[EXERCISE DIRECTIONS] Reproduce the records word for word, from the line containing "Target: man in gray shirt" through the end of the records, leaving out the pictures.

[INPUT MATERIAL]
####################

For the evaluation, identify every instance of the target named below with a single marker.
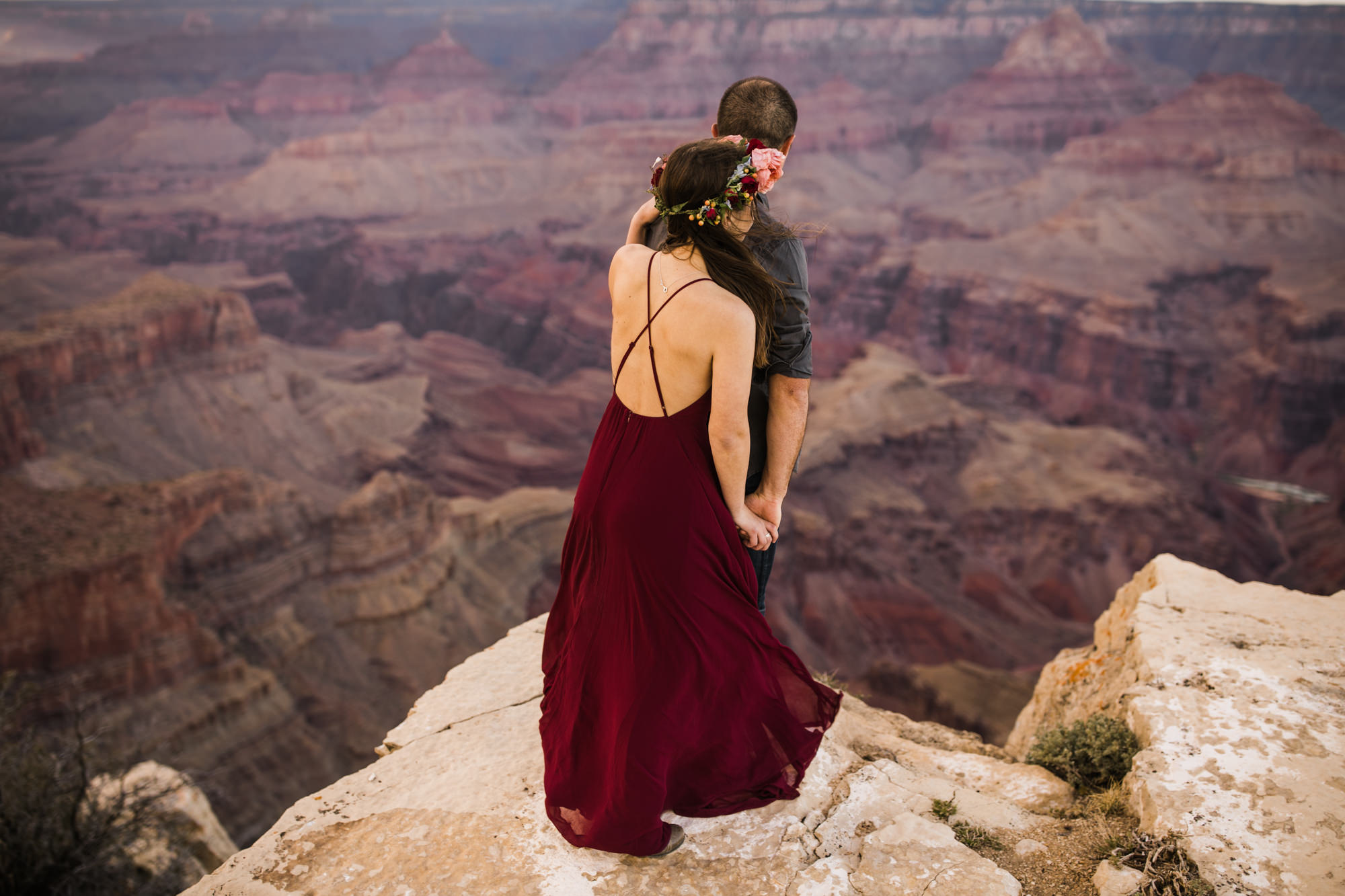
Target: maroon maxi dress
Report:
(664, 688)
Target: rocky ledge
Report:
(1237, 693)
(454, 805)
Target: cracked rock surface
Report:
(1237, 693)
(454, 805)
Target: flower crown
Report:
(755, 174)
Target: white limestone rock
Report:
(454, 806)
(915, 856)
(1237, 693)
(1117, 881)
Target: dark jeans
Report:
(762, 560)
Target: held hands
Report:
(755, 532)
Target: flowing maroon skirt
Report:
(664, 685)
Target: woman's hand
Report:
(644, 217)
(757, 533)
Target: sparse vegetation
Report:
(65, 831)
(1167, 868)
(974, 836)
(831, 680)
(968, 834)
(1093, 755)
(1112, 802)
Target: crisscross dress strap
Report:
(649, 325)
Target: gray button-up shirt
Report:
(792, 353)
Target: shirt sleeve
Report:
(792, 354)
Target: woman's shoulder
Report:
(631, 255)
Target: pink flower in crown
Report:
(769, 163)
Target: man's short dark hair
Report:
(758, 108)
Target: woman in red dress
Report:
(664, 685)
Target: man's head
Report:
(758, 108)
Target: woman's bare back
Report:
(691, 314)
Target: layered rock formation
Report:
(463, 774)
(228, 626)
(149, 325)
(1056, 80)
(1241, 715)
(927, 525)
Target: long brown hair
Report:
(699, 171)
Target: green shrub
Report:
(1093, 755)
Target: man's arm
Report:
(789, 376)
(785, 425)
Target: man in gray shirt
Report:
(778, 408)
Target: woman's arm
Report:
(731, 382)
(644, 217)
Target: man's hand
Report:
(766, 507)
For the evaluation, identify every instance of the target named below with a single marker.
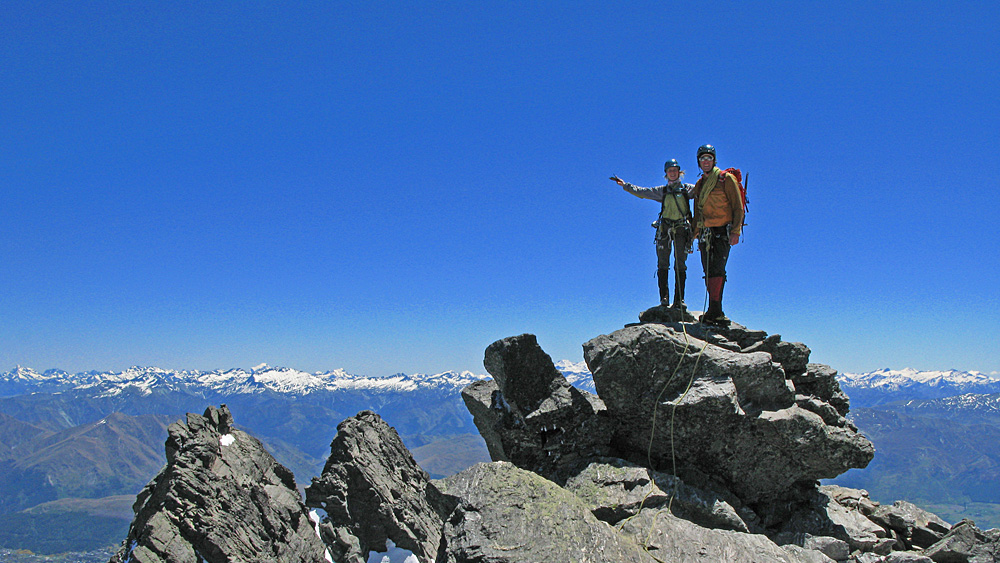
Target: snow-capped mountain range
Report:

####################

[WRITTEN ANSWER]
Target: man in gray shirt
Report:
(778, 408)
Target: woman's arm
Report:
(731, 382)
(644, 217)
Target: man's hand
Report:
(766, 507)
For the evaluation, identify every instance of the target named below with a single marker.
Target: snow-capped mountain range
Report:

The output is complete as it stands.